* Problems to solve:
a: In the text about the 2002 Nobel Prize in Chemistry, since what year has Kurt Wüthrich used NMR to study proteins and nucleic acids?
b: Go on with the text about the 2002 Nobel Prize in Chemistry, starting after its last sentence.

* Reading text:
==========
Swiss scientist Kurt Wüthrich is one of three scientists awarded the 2002 Nobel Prize in Chemistry on October 9, 2002.

The honorees are recognized jointly “for the development of methods for identification and structure analyses of biological macromolecules”. Professor Wüthrich (ETH and The Scripps Research Institute) is awarded half the prize “for his development of nuclear magnetic resonance spectroscopy for determining the three-dimensional structure of biological macromolecules in solution”, while the other half is shared by John B. Fenn (USA) and Koichi Tanaka (Japan) “for their development of soft desorption ionisation methods for mass spectrometric analyses of biological macromolecules” (http://www.nobel.se/chemistry/laureates/2002/).

Professor Wüthrich has been using NMR to study proteins and nucleic acids since 1967 (for a personal view of the history of using NMR to study biological macromolecules, see Nature Struct. Biol. 8, 923–925; 2001). In the 1970's, he worked with Richard Ernst (Nobel Prize in Chemistry, 1991) to develop two-dimensional NMR approaches for studying proteins and nucleic acids. These methods, such as COSY and NOESY, have become the foundation upon which modern NMR techniques for acquiring structural information of biomolecules are built.
==========
* Records shown:
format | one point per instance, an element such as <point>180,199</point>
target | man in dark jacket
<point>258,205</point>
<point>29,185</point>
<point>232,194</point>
==========
* Expected outputs:
a: Since 1967.

b:
Throughout his distinguished career, he has been instrumental in the development of new methodologies to push the limits of NMR spectroscopy in protein structure studies. His latest achievements have challenged the common perception that NMR structure determination is limited to biomolecules below a certain size (40–50 kDa). In a recent paper in Nature, Wüthrich and collaborators (Fiaux et al. 418, 207–211; 2002) used CRIPT-TROSY to study the >900 kDa chaperonin GroEL–GroES complex (spectrum of GroES in complex with a single-ring mutant of GroEL, right).

In recognizing Kurt Wüthrich, the Nobel committee has honored a scientist still at the forefront of his field. The results of Fiaux et al. begin a new chapter on the utility of NMR in structural biology. Methods such as CRIPT-TROSY coupled with improvements in instrumentation, should make detailed analysis of other large protein complexes possible over the next several years.